*** Records provided

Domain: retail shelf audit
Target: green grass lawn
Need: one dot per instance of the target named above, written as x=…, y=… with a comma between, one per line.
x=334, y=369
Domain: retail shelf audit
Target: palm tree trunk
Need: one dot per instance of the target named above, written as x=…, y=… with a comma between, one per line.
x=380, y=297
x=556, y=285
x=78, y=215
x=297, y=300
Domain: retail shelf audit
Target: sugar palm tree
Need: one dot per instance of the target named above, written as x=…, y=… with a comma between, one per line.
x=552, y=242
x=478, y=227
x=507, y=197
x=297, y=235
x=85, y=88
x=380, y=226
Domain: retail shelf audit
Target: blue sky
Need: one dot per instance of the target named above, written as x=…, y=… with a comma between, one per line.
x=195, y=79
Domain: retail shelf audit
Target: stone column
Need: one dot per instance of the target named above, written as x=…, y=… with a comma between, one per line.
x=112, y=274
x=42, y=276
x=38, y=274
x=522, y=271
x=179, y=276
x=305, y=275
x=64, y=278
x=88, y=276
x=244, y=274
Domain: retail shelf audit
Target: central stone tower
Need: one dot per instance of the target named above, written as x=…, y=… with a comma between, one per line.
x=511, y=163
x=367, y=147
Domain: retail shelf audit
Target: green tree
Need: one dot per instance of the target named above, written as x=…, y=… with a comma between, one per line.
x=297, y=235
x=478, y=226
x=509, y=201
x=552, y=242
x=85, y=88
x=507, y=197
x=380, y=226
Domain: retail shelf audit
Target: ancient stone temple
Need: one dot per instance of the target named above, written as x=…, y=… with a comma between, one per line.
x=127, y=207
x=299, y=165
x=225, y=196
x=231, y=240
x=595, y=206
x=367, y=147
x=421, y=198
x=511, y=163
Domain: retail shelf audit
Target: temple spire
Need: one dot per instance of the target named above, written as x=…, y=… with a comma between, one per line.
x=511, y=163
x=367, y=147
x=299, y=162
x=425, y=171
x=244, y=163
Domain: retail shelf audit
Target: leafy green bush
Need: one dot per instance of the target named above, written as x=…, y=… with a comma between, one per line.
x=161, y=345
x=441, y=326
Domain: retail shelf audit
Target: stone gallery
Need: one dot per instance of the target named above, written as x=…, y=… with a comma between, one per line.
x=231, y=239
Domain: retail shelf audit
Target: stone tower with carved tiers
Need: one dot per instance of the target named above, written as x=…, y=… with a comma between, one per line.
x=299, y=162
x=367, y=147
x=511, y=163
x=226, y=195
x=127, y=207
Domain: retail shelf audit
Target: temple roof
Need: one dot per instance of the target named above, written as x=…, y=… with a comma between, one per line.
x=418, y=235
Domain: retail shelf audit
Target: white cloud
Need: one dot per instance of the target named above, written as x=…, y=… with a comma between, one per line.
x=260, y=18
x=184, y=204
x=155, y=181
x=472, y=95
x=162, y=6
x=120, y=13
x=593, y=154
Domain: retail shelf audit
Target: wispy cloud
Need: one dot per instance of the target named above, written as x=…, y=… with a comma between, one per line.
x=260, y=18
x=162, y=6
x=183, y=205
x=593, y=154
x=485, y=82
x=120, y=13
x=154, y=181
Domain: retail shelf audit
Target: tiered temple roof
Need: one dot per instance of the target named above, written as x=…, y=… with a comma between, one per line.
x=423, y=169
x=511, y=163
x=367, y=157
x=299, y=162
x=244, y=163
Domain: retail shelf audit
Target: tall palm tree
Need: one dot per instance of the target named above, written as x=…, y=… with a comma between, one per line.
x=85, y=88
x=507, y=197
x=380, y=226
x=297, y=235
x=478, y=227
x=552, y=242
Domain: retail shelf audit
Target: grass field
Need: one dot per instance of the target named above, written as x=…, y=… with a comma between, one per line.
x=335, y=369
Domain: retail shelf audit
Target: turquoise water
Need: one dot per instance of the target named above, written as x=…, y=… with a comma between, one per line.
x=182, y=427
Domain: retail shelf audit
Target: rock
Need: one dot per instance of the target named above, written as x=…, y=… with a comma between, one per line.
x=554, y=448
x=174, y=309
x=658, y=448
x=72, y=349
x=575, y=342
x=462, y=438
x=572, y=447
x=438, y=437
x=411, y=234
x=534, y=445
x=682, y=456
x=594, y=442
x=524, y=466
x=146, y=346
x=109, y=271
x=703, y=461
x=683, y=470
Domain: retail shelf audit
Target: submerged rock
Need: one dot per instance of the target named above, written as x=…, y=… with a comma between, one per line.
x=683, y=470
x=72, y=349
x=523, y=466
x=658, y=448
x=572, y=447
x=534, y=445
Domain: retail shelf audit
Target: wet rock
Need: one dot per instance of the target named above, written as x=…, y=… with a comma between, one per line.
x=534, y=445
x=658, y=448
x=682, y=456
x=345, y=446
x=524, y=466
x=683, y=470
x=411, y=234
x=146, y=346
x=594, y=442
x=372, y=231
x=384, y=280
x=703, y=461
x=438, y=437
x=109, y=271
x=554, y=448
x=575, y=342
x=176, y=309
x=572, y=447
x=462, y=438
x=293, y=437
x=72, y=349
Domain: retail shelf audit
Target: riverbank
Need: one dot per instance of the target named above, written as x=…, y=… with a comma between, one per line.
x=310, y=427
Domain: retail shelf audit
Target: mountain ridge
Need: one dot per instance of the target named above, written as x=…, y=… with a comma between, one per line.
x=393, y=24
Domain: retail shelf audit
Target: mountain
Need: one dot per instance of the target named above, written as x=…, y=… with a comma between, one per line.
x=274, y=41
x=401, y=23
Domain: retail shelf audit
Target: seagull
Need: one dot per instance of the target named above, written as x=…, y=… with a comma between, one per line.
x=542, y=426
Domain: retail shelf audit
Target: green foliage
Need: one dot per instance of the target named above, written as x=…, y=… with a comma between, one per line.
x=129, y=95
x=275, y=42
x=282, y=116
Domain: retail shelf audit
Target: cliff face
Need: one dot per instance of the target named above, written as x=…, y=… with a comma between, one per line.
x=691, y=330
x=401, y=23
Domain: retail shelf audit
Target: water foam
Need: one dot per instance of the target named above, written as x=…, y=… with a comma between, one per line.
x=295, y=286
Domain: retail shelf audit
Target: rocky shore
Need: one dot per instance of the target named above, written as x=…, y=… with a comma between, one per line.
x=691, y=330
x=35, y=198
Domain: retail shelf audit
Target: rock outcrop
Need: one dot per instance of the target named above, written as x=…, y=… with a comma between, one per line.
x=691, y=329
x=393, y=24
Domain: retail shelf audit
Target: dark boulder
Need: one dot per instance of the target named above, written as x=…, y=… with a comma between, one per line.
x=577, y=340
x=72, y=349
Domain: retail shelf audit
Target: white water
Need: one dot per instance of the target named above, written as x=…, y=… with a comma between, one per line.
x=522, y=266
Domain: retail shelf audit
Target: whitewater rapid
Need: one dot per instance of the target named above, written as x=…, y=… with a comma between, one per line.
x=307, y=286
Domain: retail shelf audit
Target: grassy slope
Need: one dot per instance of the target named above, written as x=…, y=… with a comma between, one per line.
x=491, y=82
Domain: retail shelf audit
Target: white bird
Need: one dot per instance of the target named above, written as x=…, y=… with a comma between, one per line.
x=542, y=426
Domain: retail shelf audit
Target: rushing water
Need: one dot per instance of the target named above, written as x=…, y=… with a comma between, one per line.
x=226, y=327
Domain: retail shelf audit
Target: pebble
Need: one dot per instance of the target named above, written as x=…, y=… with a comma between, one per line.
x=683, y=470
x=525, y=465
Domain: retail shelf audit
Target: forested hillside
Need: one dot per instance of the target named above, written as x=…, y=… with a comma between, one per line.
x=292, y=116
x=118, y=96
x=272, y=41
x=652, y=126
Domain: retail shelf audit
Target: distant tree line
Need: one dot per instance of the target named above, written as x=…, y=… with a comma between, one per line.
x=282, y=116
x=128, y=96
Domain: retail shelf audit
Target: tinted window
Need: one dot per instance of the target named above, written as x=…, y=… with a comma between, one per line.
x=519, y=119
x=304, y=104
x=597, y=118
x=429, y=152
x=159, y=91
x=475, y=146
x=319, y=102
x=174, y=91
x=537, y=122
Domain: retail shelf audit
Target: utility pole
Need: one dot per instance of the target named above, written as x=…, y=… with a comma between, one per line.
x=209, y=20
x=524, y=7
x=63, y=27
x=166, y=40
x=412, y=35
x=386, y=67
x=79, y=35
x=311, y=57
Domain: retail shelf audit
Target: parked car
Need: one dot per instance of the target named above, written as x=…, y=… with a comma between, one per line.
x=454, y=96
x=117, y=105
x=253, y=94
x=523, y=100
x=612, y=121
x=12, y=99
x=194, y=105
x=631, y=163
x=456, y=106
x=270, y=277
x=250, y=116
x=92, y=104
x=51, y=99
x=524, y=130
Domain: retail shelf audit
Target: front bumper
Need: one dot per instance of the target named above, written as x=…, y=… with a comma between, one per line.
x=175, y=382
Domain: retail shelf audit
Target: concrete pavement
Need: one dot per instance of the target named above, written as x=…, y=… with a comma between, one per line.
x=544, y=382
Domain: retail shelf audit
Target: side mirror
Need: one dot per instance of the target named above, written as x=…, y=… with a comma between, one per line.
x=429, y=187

******

Task statement: In the records above, locate every line with the string "tower" and copy it.

Completed exercise:
Target: central stone tower
Target: stone tower with carved tiers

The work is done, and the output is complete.